─── Data ───
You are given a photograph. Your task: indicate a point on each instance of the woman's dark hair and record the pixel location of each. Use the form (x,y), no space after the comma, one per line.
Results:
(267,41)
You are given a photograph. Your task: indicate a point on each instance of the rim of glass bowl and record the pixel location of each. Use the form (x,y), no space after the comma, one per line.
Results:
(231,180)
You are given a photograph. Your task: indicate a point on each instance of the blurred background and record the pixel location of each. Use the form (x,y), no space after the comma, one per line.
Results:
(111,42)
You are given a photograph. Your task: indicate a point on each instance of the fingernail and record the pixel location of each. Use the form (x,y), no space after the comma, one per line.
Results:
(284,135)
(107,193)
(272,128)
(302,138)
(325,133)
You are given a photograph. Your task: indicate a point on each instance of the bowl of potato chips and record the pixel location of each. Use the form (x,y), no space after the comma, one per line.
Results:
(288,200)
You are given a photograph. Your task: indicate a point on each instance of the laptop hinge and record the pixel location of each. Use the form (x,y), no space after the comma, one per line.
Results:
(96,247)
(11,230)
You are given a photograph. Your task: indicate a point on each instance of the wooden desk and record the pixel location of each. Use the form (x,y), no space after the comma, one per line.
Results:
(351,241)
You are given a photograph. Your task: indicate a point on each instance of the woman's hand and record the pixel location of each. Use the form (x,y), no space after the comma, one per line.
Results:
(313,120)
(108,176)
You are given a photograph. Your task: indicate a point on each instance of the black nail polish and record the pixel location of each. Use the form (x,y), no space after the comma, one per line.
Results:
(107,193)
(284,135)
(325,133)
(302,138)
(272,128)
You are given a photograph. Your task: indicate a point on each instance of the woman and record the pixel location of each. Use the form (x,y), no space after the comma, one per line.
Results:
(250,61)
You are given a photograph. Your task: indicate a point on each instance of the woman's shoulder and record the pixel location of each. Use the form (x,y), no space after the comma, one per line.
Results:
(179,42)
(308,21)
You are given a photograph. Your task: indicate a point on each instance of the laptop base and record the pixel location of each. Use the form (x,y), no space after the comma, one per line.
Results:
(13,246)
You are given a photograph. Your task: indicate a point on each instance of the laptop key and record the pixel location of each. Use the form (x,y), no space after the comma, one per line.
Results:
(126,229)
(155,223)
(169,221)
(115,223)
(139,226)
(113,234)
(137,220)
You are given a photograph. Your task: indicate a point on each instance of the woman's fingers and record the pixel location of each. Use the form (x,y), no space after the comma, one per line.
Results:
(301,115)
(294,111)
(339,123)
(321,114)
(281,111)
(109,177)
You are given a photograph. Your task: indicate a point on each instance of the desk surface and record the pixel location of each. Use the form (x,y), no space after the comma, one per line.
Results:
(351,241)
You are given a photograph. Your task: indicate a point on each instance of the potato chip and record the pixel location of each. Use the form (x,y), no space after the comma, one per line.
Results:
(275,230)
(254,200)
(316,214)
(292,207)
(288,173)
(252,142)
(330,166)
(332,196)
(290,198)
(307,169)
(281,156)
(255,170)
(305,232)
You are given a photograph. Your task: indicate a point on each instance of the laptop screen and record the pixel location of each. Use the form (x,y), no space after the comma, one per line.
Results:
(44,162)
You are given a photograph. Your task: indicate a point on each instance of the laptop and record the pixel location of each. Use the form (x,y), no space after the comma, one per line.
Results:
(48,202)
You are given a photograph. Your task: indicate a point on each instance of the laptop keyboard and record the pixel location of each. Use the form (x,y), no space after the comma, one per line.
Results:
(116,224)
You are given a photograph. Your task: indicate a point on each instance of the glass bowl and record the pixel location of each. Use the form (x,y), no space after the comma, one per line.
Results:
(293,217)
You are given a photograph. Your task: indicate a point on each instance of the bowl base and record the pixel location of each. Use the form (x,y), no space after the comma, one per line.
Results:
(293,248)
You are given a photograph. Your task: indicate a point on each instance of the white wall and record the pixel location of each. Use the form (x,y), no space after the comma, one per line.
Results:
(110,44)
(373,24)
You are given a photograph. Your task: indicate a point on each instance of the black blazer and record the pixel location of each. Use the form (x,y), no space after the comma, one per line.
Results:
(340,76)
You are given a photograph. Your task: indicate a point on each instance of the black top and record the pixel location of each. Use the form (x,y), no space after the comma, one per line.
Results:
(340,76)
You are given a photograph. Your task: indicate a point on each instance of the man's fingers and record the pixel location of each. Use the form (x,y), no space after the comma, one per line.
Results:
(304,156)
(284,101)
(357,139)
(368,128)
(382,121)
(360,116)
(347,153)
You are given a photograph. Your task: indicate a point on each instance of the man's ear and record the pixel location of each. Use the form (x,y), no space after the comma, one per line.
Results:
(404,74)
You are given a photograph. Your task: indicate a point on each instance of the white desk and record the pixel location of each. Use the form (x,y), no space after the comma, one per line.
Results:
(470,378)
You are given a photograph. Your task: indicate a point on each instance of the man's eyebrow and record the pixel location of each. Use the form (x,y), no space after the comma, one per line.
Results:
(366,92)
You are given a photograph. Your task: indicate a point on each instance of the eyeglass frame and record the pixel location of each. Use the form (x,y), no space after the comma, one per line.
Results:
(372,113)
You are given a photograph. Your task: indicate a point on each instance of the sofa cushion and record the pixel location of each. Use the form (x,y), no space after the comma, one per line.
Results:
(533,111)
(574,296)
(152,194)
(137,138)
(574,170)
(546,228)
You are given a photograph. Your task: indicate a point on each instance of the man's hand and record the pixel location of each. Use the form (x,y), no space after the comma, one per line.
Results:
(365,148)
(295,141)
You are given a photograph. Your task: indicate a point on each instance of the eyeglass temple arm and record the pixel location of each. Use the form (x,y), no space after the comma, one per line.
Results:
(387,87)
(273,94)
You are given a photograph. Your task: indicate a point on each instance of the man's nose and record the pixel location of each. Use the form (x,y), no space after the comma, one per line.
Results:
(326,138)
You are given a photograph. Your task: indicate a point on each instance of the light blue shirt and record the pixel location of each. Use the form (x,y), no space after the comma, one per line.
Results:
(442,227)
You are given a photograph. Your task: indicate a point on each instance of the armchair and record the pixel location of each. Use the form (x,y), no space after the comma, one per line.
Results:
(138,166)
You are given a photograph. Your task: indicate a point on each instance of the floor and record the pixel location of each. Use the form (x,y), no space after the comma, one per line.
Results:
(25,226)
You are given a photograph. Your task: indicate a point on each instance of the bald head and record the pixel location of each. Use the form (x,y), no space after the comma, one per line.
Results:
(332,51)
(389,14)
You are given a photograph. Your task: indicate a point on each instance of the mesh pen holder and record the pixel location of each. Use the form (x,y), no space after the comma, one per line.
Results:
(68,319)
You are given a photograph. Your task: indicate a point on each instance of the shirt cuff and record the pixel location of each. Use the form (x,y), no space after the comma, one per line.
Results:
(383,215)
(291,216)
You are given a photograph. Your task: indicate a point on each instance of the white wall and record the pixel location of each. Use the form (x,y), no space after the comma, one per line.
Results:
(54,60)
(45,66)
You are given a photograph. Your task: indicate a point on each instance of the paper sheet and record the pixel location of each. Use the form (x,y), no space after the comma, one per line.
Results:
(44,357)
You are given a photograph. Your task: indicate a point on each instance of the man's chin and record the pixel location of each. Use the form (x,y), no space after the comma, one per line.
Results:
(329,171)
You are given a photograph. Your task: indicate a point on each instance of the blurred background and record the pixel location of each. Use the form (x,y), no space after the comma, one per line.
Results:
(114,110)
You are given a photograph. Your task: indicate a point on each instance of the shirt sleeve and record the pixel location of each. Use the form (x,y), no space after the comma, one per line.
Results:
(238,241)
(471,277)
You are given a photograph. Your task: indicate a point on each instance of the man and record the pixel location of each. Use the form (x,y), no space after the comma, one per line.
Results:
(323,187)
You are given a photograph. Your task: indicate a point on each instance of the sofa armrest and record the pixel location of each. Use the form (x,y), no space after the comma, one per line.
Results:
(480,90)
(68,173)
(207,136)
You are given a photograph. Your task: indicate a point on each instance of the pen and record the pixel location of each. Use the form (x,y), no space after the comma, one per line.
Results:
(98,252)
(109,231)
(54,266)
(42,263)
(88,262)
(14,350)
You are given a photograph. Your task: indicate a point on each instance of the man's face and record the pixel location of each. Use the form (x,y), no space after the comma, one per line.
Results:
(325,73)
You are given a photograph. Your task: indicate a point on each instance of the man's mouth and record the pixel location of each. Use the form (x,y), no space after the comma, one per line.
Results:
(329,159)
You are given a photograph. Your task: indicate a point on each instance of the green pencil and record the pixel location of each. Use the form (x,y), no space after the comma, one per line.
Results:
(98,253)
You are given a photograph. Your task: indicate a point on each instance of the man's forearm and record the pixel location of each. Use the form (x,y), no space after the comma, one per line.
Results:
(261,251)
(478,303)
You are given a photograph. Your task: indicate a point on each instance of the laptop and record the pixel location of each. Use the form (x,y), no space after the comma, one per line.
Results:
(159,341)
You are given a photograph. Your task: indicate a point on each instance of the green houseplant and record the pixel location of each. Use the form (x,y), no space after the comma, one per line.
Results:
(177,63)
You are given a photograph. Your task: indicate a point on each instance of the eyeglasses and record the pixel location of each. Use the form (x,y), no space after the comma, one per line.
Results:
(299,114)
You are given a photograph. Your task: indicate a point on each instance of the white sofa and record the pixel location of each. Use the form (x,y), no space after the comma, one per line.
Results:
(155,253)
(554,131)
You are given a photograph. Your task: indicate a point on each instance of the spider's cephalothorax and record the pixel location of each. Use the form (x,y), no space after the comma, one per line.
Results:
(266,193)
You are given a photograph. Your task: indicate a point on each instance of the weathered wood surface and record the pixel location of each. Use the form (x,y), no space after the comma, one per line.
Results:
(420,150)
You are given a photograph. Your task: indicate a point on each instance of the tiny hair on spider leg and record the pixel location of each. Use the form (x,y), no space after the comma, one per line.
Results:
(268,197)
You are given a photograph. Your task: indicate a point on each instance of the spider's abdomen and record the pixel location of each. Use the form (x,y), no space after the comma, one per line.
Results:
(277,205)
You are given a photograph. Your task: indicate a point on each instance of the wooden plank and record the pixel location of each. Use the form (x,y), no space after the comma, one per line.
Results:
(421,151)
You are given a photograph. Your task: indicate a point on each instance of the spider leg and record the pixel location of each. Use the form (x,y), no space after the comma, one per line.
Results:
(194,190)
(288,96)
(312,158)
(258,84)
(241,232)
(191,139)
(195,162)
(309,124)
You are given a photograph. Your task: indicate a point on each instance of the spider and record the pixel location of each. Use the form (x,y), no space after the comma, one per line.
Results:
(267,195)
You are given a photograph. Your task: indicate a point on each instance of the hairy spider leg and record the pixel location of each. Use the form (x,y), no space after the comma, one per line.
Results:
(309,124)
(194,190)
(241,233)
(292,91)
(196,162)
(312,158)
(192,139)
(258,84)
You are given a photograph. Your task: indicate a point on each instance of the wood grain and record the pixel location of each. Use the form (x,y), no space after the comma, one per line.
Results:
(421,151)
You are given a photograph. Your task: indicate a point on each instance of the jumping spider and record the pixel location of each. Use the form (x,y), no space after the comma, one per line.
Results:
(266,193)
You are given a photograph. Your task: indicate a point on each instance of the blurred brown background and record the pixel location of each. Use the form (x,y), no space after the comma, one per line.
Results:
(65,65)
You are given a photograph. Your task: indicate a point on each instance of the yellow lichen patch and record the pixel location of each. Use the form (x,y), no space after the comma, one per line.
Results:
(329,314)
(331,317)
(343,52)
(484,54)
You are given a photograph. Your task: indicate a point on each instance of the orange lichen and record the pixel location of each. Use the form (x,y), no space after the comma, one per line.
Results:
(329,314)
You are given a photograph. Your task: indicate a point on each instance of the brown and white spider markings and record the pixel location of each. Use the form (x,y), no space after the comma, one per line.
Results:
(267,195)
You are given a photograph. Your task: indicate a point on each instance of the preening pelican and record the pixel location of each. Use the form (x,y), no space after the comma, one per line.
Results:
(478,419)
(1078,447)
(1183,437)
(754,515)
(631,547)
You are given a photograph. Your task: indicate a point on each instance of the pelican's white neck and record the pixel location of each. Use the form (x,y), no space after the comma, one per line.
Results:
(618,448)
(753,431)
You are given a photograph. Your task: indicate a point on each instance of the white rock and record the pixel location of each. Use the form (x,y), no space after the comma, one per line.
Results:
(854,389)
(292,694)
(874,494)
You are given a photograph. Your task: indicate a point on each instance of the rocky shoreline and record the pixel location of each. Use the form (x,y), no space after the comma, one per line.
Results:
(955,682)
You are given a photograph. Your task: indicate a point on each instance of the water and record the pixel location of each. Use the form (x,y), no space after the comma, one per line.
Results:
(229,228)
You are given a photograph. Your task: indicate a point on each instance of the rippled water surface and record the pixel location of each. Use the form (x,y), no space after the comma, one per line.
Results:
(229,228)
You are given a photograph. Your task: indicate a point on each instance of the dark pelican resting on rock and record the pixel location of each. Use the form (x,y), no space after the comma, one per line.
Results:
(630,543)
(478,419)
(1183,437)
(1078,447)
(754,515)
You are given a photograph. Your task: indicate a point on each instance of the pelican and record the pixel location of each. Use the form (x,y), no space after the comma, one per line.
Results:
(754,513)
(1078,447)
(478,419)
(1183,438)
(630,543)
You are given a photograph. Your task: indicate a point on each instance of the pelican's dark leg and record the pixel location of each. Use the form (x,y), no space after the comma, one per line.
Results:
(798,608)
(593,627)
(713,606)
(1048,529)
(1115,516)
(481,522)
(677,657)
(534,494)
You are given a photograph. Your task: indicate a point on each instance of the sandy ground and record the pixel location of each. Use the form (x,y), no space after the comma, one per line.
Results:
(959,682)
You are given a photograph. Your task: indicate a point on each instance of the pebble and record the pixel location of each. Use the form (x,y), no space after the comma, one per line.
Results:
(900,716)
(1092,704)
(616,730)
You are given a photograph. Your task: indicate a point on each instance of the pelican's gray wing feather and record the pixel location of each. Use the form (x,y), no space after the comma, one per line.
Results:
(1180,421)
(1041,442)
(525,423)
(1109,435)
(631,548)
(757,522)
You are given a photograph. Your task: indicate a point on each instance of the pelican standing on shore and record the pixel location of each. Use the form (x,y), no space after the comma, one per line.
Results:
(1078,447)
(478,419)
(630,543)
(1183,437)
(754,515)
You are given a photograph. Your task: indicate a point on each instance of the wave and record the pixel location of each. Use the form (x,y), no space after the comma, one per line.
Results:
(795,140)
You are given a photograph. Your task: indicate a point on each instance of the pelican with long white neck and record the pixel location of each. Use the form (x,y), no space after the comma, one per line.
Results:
───
■ **How to complete this task**: A single number is the reply: the count of lines in the entries above that have the word "neck".

■ **Written answer**: 2